Can you repeat everything from the line containing "the car grille?" down to the line containing "533L123 529L111 528L92" in the records below, substituting "radiator grille" for "car grille" and leaving all else unchanged?

BEGIN Listed records

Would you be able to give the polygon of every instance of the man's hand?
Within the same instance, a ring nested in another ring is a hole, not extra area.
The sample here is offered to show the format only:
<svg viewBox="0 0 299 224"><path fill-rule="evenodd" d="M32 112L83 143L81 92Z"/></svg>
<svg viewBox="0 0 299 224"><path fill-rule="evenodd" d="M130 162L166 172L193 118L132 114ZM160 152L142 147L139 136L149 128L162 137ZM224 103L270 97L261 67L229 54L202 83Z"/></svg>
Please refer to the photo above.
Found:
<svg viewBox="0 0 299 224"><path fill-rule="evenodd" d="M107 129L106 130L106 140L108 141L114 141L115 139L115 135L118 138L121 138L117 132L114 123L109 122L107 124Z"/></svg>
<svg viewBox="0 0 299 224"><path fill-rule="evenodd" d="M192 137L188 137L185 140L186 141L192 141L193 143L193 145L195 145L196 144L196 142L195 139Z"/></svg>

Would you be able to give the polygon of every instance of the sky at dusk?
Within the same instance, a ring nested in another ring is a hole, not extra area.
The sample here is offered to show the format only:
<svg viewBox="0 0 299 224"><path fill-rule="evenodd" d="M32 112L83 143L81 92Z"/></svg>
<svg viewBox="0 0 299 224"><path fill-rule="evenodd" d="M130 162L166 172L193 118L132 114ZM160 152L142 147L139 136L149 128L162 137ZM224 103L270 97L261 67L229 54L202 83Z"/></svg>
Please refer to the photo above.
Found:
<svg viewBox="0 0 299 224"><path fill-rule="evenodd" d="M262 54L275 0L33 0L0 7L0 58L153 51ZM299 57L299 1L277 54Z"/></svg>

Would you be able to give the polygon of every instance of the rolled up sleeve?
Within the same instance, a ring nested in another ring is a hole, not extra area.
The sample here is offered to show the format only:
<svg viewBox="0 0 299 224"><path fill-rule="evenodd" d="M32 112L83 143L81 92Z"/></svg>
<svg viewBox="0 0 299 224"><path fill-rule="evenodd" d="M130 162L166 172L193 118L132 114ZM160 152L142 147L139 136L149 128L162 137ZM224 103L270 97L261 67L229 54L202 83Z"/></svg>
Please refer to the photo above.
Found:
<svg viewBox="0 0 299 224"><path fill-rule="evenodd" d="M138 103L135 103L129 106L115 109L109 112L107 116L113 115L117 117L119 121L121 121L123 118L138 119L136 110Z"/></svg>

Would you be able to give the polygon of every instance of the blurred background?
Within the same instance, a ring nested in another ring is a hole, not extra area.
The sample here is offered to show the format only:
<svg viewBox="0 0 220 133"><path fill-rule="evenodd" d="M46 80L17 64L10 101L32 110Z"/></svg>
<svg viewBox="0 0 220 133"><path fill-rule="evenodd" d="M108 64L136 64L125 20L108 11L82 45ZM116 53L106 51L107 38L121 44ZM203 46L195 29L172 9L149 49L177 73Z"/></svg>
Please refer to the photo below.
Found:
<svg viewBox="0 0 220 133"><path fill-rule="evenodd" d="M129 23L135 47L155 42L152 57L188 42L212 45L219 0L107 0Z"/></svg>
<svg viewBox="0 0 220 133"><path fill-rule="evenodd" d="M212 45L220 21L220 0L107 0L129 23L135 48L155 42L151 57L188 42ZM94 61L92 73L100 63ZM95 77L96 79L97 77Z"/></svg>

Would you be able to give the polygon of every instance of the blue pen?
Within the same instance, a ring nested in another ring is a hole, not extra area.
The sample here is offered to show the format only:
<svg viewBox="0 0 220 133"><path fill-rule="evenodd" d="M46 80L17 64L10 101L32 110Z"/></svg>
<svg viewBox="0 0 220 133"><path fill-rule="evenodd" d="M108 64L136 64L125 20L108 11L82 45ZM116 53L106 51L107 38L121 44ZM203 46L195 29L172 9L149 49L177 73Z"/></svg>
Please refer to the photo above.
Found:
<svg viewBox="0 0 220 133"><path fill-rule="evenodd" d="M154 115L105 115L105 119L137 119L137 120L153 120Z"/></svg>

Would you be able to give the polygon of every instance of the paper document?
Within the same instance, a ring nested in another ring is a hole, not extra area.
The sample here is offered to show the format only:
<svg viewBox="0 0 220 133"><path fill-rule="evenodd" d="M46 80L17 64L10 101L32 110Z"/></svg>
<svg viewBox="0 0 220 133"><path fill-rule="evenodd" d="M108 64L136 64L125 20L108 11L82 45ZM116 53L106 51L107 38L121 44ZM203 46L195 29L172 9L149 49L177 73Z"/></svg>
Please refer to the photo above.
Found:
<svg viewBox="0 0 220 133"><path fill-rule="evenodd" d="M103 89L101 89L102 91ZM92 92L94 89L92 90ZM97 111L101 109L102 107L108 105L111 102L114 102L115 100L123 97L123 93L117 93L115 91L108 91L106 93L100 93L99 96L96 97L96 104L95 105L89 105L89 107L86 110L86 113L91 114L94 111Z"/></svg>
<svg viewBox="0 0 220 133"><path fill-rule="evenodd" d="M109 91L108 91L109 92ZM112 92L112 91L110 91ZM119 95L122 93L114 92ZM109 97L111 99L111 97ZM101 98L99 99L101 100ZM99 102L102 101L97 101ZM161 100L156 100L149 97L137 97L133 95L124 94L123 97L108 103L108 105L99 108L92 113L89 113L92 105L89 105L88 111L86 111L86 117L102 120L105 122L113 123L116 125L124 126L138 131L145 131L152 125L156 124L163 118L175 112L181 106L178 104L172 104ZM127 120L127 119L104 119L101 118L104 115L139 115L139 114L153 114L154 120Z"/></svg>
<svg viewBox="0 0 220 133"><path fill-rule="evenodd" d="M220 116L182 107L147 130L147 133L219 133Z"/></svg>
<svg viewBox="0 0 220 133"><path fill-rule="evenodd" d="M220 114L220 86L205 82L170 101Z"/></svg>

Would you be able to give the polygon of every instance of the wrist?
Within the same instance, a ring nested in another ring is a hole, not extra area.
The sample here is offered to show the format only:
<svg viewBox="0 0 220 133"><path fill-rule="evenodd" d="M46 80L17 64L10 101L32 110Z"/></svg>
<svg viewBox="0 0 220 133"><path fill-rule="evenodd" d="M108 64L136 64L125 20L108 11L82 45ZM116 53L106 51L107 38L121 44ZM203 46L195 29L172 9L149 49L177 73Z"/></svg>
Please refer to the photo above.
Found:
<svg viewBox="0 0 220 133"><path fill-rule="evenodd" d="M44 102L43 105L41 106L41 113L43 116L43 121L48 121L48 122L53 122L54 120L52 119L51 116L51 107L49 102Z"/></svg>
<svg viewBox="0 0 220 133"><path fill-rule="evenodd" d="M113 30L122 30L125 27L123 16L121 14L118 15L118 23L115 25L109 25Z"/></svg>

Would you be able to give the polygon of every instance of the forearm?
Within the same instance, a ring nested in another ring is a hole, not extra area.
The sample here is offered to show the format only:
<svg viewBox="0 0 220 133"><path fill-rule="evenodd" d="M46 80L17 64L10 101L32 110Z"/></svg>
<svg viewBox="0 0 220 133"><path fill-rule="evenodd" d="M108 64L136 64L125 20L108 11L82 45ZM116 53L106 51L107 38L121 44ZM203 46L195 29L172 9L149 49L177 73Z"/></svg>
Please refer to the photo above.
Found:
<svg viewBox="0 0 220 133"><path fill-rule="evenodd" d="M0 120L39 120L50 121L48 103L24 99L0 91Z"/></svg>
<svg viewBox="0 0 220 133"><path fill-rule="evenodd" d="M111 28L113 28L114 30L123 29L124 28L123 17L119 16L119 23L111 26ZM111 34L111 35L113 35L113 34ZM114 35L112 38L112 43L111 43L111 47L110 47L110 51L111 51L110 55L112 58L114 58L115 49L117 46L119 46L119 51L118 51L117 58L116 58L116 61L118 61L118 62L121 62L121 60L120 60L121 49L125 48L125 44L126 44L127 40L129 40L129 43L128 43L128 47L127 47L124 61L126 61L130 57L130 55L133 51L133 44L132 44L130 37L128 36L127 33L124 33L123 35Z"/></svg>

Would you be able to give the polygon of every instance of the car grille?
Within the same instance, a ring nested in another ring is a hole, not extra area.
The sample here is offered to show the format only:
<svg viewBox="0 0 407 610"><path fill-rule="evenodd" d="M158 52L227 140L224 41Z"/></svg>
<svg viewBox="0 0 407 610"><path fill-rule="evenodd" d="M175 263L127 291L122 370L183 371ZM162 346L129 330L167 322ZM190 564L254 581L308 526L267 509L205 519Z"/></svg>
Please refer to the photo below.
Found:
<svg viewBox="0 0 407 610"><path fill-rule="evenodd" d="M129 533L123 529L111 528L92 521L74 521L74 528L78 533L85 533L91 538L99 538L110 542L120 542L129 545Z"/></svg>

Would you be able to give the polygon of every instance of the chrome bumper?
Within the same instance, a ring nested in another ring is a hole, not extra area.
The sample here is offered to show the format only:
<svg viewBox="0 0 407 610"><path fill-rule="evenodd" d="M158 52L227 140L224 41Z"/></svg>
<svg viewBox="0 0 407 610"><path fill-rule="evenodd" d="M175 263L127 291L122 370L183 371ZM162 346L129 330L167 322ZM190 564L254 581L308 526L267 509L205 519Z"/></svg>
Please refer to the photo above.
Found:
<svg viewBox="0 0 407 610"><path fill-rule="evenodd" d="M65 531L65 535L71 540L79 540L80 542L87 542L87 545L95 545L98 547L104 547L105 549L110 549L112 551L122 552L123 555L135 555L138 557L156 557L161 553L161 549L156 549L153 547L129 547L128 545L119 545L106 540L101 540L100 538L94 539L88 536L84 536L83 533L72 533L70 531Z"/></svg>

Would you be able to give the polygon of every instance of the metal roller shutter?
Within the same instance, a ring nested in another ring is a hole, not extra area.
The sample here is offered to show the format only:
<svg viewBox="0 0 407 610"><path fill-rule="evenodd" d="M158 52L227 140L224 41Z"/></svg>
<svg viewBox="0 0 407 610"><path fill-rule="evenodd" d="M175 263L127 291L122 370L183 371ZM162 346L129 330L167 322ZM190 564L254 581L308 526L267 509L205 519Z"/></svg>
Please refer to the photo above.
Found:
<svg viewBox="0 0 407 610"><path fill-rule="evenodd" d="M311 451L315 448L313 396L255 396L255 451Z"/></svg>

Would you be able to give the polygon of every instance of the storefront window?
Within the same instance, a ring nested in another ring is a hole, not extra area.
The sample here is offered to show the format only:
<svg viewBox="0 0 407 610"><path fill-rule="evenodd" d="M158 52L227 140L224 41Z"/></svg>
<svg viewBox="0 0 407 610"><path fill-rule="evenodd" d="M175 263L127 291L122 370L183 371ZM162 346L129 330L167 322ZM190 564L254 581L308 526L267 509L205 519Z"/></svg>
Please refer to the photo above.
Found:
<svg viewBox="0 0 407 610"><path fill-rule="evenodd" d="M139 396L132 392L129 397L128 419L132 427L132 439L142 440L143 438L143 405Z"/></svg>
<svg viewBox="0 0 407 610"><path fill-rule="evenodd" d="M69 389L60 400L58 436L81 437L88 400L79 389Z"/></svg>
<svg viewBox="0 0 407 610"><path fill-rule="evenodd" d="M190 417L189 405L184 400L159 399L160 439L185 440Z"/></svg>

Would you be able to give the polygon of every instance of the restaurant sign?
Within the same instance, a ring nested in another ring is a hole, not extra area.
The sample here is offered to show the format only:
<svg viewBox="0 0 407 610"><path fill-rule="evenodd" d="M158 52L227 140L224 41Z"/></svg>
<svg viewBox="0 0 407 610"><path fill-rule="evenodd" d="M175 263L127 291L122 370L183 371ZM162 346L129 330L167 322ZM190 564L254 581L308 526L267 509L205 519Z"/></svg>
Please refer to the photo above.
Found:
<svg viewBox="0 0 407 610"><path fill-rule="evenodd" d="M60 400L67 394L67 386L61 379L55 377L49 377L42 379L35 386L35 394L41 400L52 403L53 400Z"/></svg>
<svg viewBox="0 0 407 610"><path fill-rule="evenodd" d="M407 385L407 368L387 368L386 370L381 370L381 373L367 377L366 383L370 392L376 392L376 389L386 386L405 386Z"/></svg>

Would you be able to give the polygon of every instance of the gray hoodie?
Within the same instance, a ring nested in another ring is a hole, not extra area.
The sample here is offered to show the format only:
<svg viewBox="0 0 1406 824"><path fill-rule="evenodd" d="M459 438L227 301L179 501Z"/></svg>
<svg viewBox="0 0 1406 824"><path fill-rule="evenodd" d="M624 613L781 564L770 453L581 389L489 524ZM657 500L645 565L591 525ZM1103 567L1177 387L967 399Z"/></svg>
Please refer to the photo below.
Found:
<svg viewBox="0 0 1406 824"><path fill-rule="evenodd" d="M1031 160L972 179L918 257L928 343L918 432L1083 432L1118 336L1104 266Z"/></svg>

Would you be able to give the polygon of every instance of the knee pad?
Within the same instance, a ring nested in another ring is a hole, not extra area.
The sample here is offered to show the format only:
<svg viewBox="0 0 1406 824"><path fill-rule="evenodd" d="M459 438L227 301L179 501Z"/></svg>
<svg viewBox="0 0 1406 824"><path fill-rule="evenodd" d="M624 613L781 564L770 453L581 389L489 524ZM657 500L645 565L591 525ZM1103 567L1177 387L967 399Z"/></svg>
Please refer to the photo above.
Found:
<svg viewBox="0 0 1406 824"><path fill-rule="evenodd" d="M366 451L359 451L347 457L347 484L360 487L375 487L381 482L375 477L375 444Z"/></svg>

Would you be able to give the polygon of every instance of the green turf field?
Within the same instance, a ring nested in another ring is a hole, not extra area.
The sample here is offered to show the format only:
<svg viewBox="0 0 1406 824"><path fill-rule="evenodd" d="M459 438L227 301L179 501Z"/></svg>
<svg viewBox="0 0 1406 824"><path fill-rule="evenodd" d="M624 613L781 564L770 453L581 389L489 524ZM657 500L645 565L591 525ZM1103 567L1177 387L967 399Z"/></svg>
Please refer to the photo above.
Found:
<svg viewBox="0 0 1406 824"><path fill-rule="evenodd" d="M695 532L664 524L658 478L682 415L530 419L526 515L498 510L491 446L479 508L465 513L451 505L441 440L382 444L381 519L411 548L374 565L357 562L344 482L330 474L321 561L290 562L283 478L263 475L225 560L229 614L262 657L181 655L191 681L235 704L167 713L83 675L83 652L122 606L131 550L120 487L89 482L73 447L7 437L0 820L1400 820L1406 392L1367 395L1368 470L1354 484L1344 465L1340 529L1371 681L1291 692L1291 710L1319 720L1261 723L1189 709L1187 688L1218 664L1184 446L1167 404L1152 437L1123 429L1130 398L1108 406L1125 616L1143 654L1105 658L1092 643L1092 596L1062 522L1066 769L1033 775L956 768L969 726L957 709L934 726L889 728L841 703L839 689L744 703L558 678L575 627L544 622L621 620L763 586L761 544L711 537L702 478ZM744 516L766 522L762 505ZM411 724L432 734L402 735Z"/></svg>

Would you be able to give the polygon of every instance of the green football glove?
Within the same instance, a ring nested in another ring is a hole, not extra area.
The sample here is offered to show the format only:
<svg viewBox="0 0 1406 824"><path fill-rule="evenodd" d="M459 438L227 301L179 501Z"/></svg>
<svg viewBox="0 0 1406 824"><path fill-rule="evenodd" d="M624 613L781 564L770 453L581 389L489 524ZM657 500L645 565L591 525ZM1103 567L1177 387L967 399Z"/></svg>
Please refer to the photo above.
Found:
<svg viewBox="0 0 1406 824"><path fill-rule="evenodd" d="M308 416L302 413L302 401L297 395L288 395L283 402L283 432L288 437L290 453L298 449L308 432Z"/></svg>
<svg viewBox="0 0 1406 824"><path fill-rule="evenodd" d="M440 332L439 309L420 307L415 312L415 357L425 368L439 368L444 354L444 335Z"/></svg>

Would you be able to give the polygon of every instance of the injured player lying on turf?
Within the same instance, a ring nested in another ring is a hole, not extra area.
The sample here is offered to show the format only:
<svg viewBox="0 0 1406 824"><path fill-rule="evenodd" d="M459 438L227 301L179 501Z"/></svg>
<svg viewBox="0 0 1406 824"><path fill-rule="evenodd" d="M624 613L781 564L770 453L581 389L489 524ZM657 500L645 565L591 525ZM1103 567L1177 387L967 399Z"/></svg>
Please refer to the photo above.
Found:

END Listed records

Result for this exercise =>
Would you be able to give the polygon of every instance of the radiator grille?
Within the same instance, a ring nested in another ring is a hole, not extra area.
The sample here is offered to show the format only:
<svg viewBox="0 0 407 610"><path fill-rule="evenodd" d="M158 52L227 140L224 41Z"/></svg>
<svg viewBox="0 0 407 610"><path fill-rule="evenodd" d="M175 263L127 291L122 370L183 371ZM162 346L129 330L167 322ZM190 564L254 581L308 526L267 509L205 519Z"/></svg>
Please refer to the photo below.
Found:
<svg viewBox="0 0 407 610"><path fill-rule="evenodd" d="M129 533L123 529L111 528L92 521L74 521L74 528L78 533L85 533L91 538L99 538L110 542L120 542L129 545Z"/></svg>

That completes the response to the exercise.